• ATTIVITÀ DA SVOLGERE
(1) Rispondi in base all'estratto sui medici:
(a) Quale percentuale dei medici ospedalieri ritiene che il Ssn sia peggiorato?
(b) Chi è il presidente di Assimefac?
(c) Da quale anno il Wonca Europe ha sostituito il termine "medico di base"?
(2) Ricopia parola per parola il passo dell'estratto sui medici compreso tra "Leonida Iannantuoni, presidente" e "e/o di famiglia.", estremi inclusi.

• ESTRATTO FORNITO
* * * * *

Stremati e delusi: il 76% dei medici ospedalieri ritiene che il Ssn sia peggiorato ed il 58% pensa che il proprio lavoro abbia subito dei cambiamenti negativi. Tra le cause principali dell'insoddisfazione rientrano le condizioni in cui i medici sono costretti a lavorare, spesso a causa della carenza di personale: il 72% lavora più di 38 ore a settimana, il 38% ha più di 50 giorni di ferie accumulati. Malgrado ciò, il 69% risceglierebbe la propria professione. Questi alcuni dei dati, tra i più significativi, che emergono da un sondaggio promosso dal sindacato Federazione Cimo-Fesmed che ha dato vita al dossier: “Dimenticati – Ritratto dei medici ospedalieri a cinque anni dall’inizio dell’emergenza Covid-19”.
"Prima di discutere dello status giuridico del Mmg, toccherebbe rendere edotta la popolazione sul tipo di assistenza che si vuole offrire. Un servizio di capillarità e prossimità come erogano gli attuali studi dei Mg non può prescindere dalla possibilità che viene data al cittadino di affidarsi ad un medico di sua fiducia. Se si vuole, in alternativa, offrire un’assistenza in una struttura territoriale che funzioni h. 24 e che offre servizi vari, oltre l‘assistenza di base, bisogna far presente che non è la cura che si fa prossima al cittadino, ma il cittadino che deve recarsi nel luogo di cura". Così l’Ufficio Stampa Nazionale Smi rende pubblica una nota di donne medico dirigenti nazionali, regionali e provinciali del sindacato.
Leonida Iannantuoni, presidente di Assimefac, contesta il recente Dataroom di Milena Gabanelli sul Corriere della Sera: "Medici di famiglia, ecco il documento riservato che porta a una svolta epocale", segnala alcune imprecisioni rilevate nell'articolo e ricorda che dal 2002 il Wonca Europe ha ‘pensionato’ definitivamente il termine di medico di base sostituendolo con medici di medicina generale e/o di famiglia.

* * * * *

• MATERIALE FORNITO

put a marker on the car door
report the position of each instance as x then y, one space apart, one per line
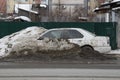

* * * * *

• LE RISPOSTE
(1)
(a) Il 76%.
(b) Leonida Iannantuoni.
(c) Dal 2002.

(2)
Leonida Iannantuoni, presidente di Assimefac, contesta il recente Dataroom di Milena Gabanelli sul Corriere della Sera: "Medici di famiglia, ecco il documento riservato che porta a una svolta epocale", segnala alcune imprecisioni rilevate nell'articolo e ricorda che dal 2002 il Wonca Europe ha ‘pensionato’ definitivamente il termine di medico di base sostituendolo con medici di medicina generale e/o di famiglia.